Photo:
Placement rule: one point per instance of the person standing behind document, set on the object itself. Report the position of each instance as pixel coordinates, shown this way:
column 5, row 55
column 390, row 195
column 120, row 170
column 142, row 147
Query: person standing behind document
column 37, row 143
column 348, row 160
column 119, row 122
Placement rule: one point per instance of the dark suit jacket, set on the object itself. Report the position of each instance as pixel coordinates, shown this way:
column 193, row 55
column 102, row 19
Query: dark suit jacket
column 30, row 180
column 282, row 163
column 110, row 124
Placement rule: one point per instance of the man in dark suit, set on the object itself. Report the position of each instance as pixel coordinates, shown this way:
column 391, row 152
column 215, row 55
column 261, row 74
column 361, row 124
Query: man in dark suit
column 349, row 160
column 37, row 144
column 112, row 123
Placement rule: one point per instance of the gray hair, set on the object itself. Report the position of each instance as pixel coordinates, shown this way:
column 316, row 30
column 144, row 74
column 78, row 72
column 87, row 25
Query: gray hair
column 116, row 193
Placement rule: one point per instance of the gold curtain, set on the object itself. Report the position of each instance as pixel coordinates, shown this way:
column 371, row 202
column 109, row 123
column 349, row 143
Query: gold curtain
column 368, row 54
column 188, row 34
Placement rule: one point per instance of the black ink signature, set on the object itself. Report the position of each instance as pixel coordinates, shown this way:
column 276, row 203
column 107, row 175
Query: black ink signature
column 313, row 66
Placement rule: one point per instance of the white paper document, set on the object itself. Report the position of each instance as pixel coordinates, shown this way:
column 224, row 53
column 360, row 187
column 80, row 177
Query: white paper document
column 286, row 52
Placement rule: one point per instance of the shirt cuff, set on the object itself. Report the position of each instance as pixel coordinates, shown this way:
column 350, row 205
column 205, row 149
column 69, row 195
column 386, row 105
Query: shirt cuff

──────────

→ Job:
Repeat the preceding lines exactly, please, every one of them.

→ Full answer:
Photo:
Placement rule: one point per instance of the person standing behind document, set on the object itself. Report the position of each instance as pixel coordinates, shown this way:
column 5, row 55
column 390, row 195
column 120, row 170
column 142, row 147
Query: person standing behind document
column 37, row 143
column 348, row 160
column 119, row 122
Placement rule: one point per instance of the dark suit jacket, set on the object itself. Report the position of each instance as pixel coordinates, shown this way:
column 193, row 55
column 102, row 19
Query: dark suit jacket
column 30, row 180
column 282, row 163
column 110, row 124
Placement rule: one point per instance of the man in dark suit, set on the object itself. Report the position of each instance as pixel coordinates, shown this way:
column 391, row 152
column 215, row 55
column 261, row 74
column 361, row 124
Query: man in dark suit
column 349, row 160
column 37, row 144
column 112, row 123
Placement rule: one point per instance of the gray hair, set on the object itself. Report the position of each instance as pixel coordinates, shown this way:
column 316, row 30
column 144, row 74
column 78, row 72
column 87, row 25
Query: gray hair
column 116, row 193
Placement rule: one point per instance of the gold curtain, set on the object itself. Report the position of each instance as pixel coordinates, shown this way:
column 371, row 202
column 109, row 123
column 349, row 143
Query: gold curtain
column 368, row 54
column 188, row 34
Placement rule: one point per instance of the black ink signature, set on the object itself. Report the position of each instance as pixel coordinates, shown this way:
column 276, row 203
column 107, row 175
Query: black ink signature
column 313, row 66
Placement rule: one point per instance of the white paper document, set on the object itself. Report the position of each instance as pixel coordinates, shown this way:
column 224, row 53
column 360, row 187
column 80, row 177
Query: white paper document
column 286, row 52
Placement rule: one point per instance of the shirt cuff, set on the object itself. Report the position of each instance as pixel coordinates, shown this way:
column 350, row 205
column 205, row 149
column 69, row 195
column 386, row 105
Query: shirt cuff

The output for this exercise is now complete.